--- start of Input material ---

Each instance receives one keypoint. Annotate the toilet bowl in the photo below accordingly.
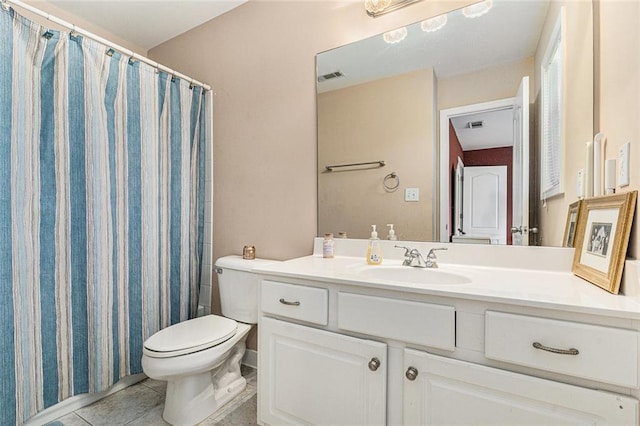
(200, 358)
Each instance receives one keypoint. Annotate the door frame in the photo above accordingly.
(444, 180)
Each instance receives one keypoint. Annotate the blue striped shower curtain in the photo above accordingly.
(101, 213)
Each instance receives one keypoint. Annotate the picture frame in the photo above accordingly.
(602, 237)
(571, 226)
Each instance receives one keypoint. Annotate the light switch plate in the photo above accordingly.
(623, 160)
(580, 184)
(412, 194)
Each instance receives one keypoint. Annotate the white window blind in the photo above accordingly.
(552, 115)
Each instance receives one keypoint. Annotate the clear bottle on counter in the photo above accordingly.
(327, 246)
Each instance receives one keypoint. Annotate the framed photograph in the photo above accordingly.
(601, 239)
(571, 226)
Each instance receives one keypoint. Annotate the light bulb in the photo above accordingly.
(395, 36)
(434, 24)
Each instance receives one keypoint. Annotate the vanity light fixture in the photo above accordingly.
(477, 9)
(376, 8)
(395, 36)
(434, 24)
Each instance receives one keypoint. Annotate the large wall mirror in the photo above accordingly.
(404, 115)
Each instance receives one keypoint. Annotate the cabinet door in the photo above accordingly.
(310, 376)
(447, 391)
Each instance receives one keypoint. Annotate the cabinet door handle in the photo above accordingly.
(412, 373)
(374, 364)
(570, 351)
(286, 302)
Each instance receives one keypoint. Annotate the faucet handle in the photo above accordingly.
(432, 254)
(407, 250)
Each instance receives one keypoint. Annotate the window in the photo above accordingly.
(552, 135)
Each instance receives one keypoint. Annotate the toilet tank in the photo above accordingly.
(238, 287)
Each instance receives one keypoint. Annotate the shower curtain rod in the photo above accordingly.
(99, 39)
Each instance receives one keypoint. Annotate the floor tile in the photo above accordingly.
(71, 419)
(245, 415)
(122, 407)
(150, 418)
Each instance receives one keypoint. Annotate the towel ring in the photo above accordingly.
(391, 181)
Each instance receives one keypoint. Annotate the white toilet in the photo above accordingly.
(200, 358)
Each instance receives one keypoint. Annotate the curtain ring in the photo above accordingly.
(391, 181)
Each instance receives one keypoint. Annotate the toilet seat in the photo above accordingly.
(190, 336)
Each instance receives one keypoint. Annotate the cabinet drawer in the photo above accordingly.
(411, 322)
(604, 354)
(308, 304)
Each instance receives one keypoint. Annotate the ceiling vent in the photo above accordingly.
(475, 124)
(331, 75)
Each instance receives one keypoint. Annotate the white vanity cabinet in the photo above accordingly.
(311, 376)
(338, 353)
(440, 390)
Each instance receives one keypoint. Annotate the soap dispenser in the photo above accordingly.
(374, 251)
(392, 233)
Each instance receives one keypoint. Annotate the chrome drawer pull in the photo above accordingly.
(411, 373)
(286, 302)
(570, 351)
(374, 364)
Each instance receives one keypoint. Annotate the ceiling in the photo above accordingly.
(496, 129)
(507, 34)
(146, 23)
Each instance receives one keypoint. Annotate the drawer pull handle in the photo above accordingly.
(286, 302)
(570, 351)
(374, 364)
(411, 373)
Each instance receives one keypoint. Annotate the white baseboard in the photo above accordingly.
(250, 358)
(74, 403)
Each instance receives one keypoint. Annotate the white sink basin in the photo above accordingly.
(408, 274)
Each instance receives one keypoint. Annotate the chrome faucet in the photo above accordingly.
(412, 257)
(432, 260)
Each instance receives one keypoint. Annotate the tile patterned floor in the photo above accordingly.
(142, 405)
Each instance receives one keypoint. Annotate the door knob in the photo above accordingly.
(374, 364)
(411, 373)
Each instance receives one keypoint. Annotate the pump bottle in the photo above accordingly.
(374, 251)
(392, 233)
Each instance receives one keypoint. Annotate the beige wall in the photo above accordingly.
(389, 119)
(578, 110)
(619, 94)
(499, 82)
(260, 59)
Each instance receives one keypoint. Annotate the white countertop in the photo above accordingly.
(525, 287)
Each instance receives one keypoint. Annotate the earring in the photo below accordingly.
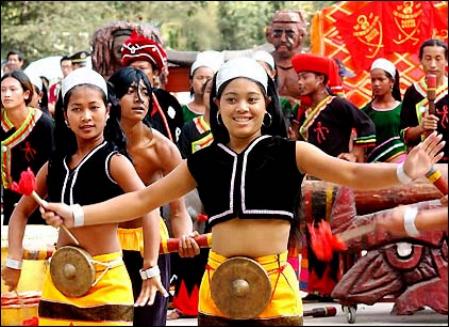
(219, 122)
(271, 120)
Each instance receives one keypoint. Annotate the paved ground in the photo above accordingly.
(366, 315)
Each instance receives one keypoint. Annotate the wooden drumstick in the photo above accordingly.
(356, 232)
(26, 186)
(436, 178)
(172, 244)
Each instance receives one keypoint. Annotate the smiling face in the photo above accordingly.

--- end of Input material ---

■ What you need to do: Skip the images and write out the rest of the listing exactly.

■ Reply:
Each instance receives one keypoint. Annotate the toilet bowl in the photo below accordingly.
(200, 358)
Each instance receives one keypoint. Annotate the door frame in the photo above accordingly.
(444, 180)
Each instance receives one keypoint. Annotate the blue striped shower curtain in the photo above accordingly.
(101, 213)
Each instance receives one keypoint. Annotate the picture frame in the photo above accordingly.
(602, 237)
(571, 226)
Each instance receives one keypoint. Annotate the light switch plate in the photo above accordingly.
(623, 160)
(580, 184)
(412, 194)
Each instance receives one keypoint. Annotate the white window blind in the photo above accordingly.
(552, 115)
Each instance receives one keypoint. Annotate the clear bottle on counter in the photo above accordingly.
(327, 246)
Each instance receives one keypoint. Annotate the framed photograph in the photo above accordingly.
(601, 239)
(571, 226)
Each instance receives one keypoint. Annotate the light bulb in the photo above accordingly.
(395, 36)
(434, 24)
Each instance receives one keypoint. Annotate the vanity light fixture in the photo above accordingly.
(477, 9)
(376, 8)
(395, 36)
(434, 24)
Each instance receives one keypoint. Annotate the large wall mirror in the photo above accordingly.
(404, 115)
Each instance receives one keypoint. Annotate the cabinet door in the photo above accordingly.
(310, 376)
(447, 391)
Each instance receives one keypoint. Annotate the cabinet door handle in the photo above accordingly.
(412, 373)
(374, 364)
(570, 351)
(286, 302)
Each instance receives one keypoint. Annotate the faucet handle in the photo above accordingly.
(432, 254)
(407, 250)
Each instance receives one keypoint. Annotate the window in the photo above accordingly.
(552, 135)
Each instance receives one keypoint. Annotate the toilet tank in the photo above accordingly.
(238, 287)
Each instance receives one keypoint. Annotate the shower curtain rod in the photo above accordingly.
(99, 39)
Each instance receives one keypoint. Annotate the floor tile in the photo above accordingly.
(71, 419)
(245, 415)
(122, 407)
(150, 418)
Each instance receives one keypoint. Annotate the towel ring in the photo above accordingly.
(391, 181)
Each instance receives one keypoint. Annotate the white toilet in the photo above accordingly.
(200, 358)
Each instance receives one keypoint. Annotate the curtain ring in the photo above accordingly.
(391, 181)
Each instance receives one keypoint. Annotate the toilet seat in the photo above accordingly.
(190, 336)
Each instance receives one keypoint. Annotate the cabinet drawer in the photo above accordingly.
(411, 322)
(604, 354)
(308, 304)
Each instance receives one keypoint. Annotate the ceiling vent in the photo above accordingly.
(475, 124)
(331, 75)
Each instance receives one keypoint. Annotate the white vanity cabinet in the photo above accordingly.
(311, 376)
(338, 353)
(440, 390)
Each instance receives one keypoint. Annotate the soap dispenser in the photo above accordingly.
(374, 251)
(392, 233)
Each instance receives one keypoint. Annotate the chrome drawer pull in the photo above accordingly.
(411, 373)
(286, 302)
(570, 351)
(374, 364)
Each instance receives one keypoint. Annotate the ceiling in the photo above accordingly.
(496, 129)
(507, 34)
(146, 23)
Each instance receives one keypoint. Annotate the drawer pull handle in the photo above accordingly.
(286, 302)
(570, 351)
(374, 364)
(411, 373)
Each instance receives one keypoint. Annotate the white baseboard in the photo above accordingly.
(250, 358)
(74, 403)
Each instance receives one keypoint. Annotate the white sink basin in the photo above accordingly.
(408, 274)
Each instance receives one keypoint. Annotate the chrome faucet in the photo above accordingly.
(412, 257)
(432, 260)
Each instance receives one keypoint. Annotate the tile patterned floor in the photo above accordingly.
(142, 405)
Each instance receives one keypoint. Annotate the door knob in the photo above accordingly.
(374, 364)
(411, 373)
Each instance receives one keypoint. Annotate the pump bottle in the photo above accordingly.
(374, 251)
(392, 233)
Each instance receives one keypoint. Annotate the beige wall in the photo above accordingly.
(389, 119)
(578, 110)
(619, 94)
(499, 82)
(260, 59)
Each instance receives one keypoint. Annotate the white countertop in the photo above accordingly.
(525, 287)
Each instance receives one keypoint. Annotate the earring in the photo below accordingly.
(219, 122)
(271, 120)
Each instance receives one keypoint. Annotate the paved ground in the photo above accordingly.
(366, 315)
Each instance receives one keypoint. Annotate the wooden drumstick in the photo above accordingly.
(356, 232)
(26, 186)
(436, 178)
(172, 244)
Each instance receives one keypoint. Annotate the smiling face in the photo above accordingly.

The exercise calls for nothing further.